Excerpts of pointing data
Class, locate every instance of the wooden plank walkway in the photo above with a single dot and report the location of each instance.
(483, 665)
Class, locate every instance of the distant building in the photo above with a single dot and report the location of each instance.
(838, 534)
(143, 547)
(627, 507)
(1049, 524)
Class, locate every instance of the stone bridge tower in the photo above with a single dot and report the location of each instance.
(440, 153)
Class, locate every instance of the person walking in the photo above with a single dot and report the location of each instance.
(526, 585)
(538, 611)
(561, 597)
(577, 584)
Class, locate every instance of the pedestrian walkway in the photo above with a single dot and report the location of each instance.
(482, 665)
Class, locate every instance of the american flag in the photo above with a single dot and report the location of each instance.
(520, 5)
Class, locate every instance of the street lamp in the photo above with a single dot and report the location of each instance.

To be done: Rewrite every line of the material above, requests included, scaling each coordinate in the answers by 1.3 and rounding to the nearest whole number, with halves rounded up.

Complete output:
Class, locate every instance of the wooden plank walkway in the photo above with a single dot and report the location of each instance.
(628, 865)
Class, locate every instance of the distant building in the photo above with a single dot and report the location of each instance.
(1089, 694)
(186, 711)
(815, 659)
(1364, 681)
Class, locate every instance of the stone bridge tower in the photo above with a single dot and report the location of each instance.
(572, 199)
Class, locate every instance of the person walking in the photo above with a single dot and report the location of each instance.
(684, 761)
(699, 794)
(729, 776)
(750, 759)
Class, locate every instance of the pedestrian walkway in the photo above with a single dot and report the location of each instance.
(627, 865)
Class, locate every instance of the american flag in the photo above with a single dot and report the location of each instance.
(676, 7)
Class, locate every instance of the street lamp in the photo above with a single dot and report the location of each instance.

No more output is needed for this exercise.